_Written request_
Both the line containing "Please pin the wispy" and the last line of the listing are included: write out exactly the lines from one to the other.

_Data items_

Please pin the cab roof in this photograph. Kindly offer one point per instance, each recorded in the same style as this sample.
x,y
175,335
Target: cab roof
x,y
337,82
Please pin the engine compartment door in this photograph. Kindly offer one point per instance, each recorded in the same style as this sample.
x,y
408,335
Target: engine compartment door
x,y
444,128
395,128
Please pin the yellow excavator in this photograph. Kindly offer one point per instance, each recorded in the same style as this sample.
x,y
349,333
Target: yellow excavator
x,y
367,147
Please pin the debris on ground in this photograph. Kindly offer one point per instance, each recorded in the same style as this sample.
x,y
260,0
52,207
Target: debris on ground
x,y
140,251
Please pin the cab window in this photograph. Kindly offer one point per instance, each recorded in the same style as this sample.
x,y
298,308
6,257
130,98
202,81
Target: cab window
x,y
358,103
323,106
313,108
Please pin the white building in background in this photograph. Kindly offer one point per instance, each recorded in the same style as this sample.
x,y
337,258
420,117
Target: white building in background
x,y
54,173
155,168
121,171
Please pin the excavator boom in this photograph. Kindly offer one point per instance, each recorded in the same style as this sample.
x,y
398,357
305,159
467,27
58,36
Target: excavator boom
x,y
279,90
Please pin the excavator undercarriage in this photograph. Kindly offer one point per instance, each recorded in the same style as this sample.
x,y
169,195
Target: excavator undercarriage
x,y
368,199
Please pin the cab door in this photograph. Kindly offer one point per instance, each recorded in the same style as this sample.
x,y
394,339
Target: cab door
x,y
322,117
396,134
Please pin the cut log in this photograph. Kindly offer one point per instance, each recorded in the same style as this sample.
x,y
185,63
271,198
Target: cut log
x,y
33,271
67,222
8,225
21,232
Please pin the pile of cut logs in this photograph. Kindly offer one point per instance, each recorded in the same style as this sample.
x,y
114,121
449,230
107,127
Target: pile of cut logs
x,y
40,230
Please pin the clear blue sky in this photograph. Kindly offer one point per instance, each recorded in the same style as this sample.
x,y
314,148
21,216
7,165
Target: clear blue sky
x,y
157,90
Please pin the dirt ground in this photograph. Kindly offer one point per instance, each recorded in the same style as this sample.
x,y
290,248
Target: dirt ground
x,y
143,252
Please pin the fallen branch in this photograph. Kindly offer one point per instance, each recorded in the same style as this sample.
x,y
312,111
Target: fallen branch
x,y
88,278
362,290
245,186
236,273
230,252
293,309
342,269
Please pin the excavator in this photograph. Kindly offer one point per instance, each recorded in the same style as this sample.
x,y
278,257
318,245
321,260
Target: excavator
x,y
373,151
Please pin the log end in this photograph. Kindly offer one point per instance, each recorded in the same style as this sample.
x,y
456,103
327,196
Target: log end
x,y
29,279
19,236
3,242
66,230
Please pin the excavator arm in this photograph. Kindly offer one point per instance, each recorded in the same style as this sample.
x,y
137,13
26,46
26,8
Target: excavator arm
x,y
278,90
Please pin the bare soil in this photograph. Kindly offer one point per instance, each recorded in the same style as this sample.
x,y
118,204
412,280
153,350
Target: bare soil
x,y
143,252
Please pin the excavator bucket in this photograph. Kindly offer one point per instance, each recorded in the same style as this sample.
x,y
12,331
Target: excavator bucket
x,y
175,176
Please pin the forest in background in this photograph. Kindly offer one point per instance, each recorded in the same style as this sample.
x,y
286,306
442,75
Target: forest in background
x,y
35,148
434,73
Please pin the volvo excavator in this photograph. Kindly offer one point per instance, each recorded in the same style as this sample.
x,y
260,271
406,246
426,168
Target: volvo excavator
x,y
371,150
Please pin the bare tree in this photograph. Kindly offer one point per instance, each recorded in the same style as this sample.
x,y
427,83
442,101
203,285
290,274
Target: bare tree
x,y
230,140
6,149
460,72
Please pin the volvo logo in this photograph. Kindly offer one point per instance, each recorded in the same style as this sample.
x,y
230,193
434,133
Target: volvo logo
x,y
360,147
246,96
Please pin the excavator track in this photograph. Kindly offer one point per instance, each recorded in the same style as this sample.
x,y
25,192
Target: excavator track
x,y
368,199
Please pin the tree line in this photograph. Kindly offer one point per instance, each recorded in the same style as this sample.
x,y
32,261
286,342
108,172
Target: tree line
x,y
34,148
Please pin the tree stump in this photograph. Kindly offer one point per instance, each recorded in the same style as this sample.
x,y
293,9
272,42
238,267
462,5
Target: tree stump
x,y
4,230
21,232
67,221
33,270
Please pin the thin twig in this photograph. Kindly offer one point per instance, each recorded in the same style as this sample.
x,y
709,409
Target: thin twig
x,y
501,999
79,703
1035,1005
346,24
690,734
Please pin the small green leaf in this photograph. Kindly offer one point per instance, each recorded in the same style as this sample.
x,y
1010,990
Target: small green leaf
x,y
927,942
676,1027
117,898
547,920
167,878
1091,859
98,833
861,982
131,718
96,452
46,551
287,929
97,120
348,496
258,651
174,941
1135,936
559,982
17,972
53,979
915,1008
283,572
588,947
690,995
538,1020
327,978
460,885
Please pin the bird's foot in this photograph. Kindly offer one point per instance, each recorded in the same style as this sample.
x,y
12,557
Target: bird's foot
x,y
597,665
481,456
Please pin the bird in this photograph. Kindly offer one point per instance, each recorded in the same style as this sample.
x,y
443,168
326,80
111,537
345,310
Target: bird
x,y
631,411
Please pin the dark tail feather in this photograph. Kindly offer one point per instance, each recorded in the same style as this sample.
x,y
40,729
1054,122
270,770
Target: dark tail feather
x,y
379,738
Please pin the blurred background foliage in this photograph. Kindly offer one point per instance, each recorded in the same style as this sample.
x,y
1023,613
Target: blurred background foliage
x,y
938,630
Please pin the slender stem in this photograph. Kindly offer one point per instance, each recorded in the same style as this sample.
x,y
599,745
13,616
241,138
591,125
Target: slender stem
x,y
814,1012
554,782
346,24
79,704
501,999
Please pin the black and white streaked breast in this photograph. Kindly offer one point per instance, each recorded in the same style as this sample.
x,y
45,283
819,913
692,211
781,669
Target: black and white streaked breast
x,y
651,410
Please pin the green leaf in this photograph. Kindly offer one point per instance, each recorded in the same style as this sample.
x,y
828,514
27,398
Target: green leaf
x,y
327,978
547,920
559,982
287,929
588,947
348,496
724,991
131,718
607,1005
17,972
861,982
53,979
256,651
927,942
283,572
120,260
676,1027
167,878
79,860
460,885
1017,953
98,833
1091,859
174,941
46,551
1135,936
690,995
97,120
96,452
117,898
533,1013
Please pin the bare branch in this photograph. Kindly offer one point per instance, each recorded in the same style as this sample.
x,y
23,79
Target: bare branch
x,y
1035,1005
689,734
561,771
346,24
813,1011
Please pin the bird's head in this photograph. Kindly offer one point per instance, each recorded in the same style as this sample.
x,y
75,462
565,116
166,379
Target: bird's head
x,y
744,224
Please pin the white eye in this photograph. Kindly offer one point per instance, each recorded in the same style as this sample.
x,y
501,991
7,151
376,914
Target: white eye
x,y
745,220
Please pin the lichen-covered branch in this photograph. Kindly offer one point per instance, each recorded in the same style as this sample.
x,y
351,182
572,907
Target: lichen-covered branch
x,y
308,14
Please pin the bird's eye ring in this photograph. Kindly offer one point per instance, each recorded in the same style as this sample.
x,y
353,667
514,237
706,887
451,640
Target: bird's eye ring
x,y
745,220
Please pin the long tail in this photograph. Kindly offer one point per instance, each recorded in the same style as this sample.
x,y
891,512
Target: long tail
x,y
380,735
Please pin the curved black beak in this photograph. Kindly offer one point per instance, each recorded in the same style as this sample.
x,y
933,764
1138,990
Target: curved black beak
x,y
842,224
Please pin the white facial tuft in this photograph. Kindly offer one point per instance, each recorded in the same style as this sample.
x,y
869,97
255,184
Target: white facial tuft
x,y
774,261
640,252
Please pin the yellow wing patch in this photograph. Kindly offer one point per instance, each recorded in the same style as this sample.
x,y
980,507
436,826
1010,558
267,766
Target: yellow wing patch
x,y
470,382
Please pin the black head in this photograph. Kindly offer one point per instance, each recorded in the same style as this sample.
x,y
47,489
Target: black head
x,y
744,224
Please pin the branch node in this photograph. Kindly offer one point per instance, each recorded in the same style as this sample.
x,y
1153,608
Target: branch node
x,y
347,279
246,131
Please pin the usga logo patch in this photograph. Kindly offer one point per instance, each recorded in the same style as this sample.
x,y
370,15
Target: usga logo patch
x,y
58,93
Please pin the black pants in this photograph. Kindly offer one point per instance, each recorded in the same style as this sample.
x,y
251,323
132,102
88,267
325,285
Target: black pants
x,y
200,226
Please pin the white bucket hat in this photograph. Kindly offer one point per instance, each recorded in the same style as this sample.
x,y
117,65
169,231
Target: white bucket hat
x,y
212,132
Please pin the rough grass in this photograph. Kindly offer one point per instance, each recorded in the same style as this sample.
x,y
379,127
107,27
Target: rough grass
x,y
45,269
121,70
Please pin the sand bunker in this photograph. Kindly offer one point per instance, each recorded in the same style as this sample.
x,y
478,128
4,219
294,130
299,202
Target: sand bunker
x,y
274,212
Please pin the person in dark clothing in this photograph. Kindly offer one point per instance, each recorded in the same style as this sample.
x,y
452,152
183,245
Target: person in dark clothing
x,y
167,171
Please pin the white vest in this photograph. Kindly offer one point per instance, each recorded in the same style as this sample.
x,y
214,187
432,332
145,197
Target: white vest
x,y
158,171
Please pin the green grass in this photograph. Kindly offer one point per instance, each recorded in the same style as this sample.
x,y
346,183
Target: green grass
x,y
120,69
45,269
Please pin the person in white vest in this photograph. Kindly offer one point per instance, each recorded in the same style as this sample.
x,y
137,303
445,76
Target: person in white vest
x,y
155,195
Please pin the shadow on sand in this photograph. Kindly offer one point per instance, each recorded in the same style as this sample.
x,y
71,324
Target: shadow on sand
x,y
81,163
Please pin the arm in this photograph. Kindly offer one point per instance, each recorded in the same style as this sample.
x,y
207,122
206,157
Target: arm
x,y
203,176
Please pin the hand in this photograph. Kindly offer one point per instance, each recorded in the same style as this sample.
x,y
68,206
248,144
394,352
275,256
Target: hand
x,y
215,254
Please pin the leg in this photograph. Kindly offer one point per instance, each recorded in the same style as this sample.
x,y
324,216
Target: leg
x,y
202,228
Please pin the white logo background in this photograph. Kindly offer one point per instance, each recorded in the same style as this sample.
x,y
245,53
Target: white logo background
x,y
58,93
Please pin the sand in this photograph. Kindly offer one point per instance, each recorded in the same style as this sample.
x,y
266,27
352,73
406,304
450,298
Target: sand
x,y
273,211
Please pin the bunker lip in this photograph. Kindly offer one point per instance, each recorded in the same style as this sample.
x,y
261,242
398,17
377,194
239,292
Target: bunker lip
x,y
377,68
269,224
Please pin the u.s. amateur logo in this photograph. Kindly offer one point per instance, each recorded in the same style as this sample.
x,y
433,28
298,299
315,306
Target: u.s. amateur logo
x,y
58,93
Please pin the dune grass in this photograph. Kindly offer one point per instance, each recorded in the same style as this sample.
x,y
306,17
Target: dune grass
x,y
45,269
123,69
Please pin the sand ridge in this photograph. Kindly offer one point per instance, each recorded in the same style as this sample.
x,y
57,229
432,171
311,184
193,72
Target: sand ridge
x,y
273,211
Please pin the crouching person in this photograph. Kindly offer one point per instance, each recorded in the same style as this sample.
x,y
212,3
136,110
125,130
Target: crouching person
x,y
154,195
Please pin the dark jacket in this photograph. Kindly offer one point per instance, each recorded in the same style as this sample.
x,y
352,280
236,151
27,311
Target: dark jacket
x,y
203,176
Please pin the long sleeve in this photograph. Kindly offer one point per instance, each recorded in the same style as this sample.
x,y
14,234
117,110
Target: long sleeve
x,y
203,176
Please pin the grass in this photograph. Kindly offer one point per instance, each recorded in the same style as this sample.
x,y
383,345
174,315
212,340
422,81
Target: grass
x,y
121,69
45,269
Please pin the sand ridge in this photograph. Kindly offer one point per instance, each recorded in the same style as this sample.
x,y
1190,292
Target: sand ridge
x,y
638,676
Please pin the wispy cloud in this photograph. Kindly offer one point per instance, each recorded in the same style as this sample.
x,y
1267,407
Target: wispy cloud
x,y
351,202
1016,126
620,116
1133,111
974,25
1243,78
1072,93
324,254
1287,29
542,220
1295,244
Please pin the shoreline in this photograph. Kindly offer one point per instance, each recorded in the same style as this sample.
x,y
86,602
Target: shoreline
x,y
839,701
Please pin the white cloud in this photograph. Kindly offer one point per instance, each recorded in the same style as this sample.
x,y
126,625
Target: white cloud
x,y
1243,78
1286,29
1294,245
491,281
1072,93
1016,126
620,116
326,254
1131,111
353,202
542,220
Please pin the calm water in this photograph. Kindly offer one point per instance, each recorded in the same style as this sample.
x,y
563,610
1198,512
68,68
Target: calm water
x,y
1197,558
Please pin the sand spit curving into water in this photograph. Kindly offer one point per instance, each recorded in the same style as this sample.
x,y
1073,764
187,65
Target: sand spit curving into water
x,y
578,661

_Full solution_
Please pin the wispy cloud in this photograph. Kindly offer one point per instance, each recorded in the same style as this sample.
x,y
1267,407
Target: wispy cloud
x,y
351,202
1016,126
620,116
1133,111
974,25
1243,78
1072,93
324,254
1287,29
542,220
1295,244
Please pin the shoreline in this photograph. Kindly offer one point per instance, each recorded in the same style as this sample.
x,y
86,602
Target: shoreline
x,y
839,701
Please pin the white cloud in this photograph. Kindly offer one point per instance, each recorded in the same style as this sample.
x,y
126,625
Target: white cloud
x,y
1243,78
1286,29
1294,245
491,281
1072,93
1016,126
620,116
326,254
1131,111
353,202
542,220
Please pin the calm water in this photograph. Kindly offer one point per instance, each recorded in the same style as this sample.
x,y
563,610
1198,512
68,68
Target: calm water
x,y
1197,558
Please pin the sand spit curving into water in this photograph. Kindly offer one point per instance, each recorded in the same style as this sample.
x,y
1073,764
187,65
Target: sand spit curving into water
x,y
578,661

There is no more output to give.